=== Data records ===
BEGIN
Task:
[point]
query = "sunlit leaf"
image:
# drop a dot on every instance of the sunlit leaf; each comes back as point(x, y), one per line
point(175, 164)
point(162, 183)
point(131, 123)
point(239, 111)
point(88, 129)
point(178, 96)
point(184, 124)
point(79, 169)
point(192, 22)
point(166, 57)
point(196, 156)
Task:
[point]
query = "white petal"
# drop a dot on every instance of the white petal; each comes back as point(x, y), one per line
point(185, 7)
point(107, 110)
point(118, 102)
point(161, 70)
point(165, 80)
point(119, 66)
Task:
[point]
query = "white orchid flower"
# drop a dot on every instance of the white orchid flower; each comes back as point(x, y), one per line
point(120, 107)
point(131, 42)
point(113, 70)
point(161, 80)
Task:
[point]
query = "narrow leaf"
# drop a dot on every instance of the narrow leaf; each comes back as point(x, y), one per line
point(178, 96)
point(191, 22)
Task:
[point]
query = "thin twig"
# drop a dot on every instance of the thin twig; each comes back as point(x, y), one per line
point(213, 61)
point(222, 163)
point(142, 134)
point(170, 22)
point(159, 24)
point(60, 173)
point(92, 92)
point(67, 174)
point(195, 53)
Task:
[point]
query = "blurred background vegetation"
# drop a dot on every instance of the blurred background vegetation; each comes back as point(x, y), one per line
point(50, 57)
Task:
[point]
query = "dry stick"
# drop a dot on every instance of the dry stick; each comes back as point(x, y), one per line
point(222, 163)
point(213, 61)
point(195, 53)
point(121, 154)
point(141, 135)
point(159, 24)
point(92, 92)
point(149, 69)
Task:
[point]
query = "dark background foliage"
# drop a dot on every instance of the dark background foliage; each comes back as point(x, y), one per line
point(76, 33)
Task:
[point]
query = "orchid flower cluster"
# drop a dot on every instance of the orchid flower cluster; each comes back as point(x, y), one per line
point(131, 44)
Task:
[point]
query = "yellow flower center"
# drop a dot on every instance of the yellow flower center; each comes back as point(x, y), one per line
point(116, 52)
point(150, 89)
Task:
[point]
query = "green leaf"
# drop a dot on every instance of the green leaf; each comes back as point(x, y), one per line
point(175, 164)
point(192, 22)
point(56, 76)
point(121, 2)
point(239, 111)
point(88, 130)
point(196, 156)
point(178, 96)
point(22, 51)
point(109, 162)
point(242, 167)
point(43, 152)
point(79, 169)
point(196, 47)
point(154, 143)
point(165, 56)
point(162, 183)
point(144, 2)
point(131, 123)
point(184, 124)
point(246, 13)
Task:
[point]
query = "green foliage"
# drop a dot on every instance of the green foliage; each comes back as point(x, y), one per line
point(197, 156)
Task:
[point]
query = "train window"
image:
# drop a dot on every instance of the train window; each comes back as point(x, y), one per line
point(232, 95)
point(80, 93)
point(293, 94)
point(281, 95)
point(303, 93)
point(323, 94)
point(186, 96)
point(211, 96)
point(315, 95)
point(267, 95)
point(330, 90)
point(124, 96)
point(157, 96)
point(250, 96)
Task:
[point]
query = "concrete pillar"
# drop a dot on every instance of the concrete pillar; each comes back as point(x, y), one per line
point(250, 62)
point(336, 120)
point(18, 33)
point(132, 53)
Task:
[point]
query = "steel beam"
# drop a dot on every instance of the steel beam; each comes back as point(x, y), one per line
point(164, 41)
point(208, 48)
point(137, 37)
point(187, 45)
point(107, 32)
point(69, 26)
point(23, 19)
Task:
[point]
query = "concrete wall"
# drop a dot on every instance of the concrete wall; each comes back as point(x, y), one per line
END
=== Activity ===
All of the data needs to be repeated exactly.

=== Task output ===
Task:
[point]
query = "sunlit leaf"
image:
# drop a dot on every instance of the sunlit leaf; each comes back as point(x, y), one per line
point(175, 164)
point(162, 183)
point(131, 123)
point(239, 111)
point(88, 129)
point(178, 96)
point(184, 124)
point(79, 169)
point(192, 22)
point(166, 57)
point(196, 156)
Task:
[point]
query = "white petal"
# drop a dot on every instance of the white petal; each comes back as point(x, y), one per line
point(185, 7)
point(107, 110)
point(118, 102)
point(161, 70)
point(165, 80)
point(119, 66)
Task:
[point]
query = "white orchid flower"
# drop a dot on every instance of the white orchid flower; each comes back as point(x, y), one per line
point(120, 107)
point(131, 42)
point(113, 70)
point(161, 80)
Task:
[point]
query = "narrow leaf"
# drop a dot on every instance of the narrow leaf; each comes back as point(x, y), one per line
point(178, 96)
point(191, 22)
Task:
[point]
query = "thin twig"
# drop a dot on every instance of the thin twig; each comes back as point(x, y), one per line
point(213, 61)
point(222, 163)
point(142, 134)
point(170, 22)
point(159, 24)
point(60, 173)
point(92, 92)
point(67, 174)
point(195, 53)
Task:
[point]
query = "blurred background vegetation"
# drop a dot on every instance of the blurred background vegetation; each comes back as point(x, y), one per line
point(50, 57)
Task:
[point]
query = "dry stick"
# drop a dot on every instance of the dry stick; each comes back as point(x, y), one per line
point(222, 163)
point(213, 61)
point(195, 53)
point(121, 154)
point(141, 135)
point(159, 24)
point(92, 92)
point(149, 69)
Task:
[point]
query = "dark background foliage"
# drop a dot on every instance of the dark background foliage; each comes back as point(x, y), one per line
point(76, 33)
Task:
[point]
query = "orchid flower cluster"
# drop a dot on every instance of the orchid flower cluster; each comes back as point(x, y), one per line
point(131, 44)
Task:
[point]
query = "yellow flower center"
# drop a dot on every instance of the yellow flower center; each comes back as point(x, y), one per line
point(116, 52)
point(150, 89)
Task:
[point]
query = "green leaf"
# drop a dot on every instance of the green leaf; each comes back as point(x, y), one per line
point(175, 164)
point(192, 22)
point(56, 76)
point(121, 2)
point(239, 111)
point(88, 130)
point(196, 156)
point(178, 96)
point(22, 51)
point(109, 162)
point(242, 167)
point(43, 152)
point(79, 169)
point(196, 47)
point(154, 143)
point(165, 56)
point(162, 183)
point(144, 2)
point(131, 123)
point(184, 124)
point(246, 13)
Task:
[point]
query = "green foliage"
# drop a dot on every instance of the green foliage; each comes back as point(x, y), one per line
point(197, 156)
Task:
[point]
query = "train window"
image:
# drop a dot on every instance of the train window; each comes back as point(x, y), one per line
point(232, 95)
point(80, 93)
point(293, 94)
point(281, 95)
point(303, 93)
point(323, 94)
point(186, 96)
point(211, 96)
point(315, 95)
point(267, 95)
point(330, 90)
point(124, 96)
point(157, 96)
point(250, 96)
Task:
[point]
query = "concrete pillar"
# drop a dot on every instance of the concrete pillar; each comes back as point(x, y), one per line
point(250, 62)
point(336, 120)
point(18, 33)
point(132, 53)
Task:
[point]
query = "steel beam"
# drop a dot on every instance of the steel beam; each comes back as point(x, y), one per line
point(164, 41)
point(208, 48)
point(137, 37)
point(187, 45)
point(107, 32)
point(69, 26)
point(23, 19)
Task:
[point]
query = "concrete wall"
# drop a dot on every instance of the concrete wall; each comes back as point(x, y), one per line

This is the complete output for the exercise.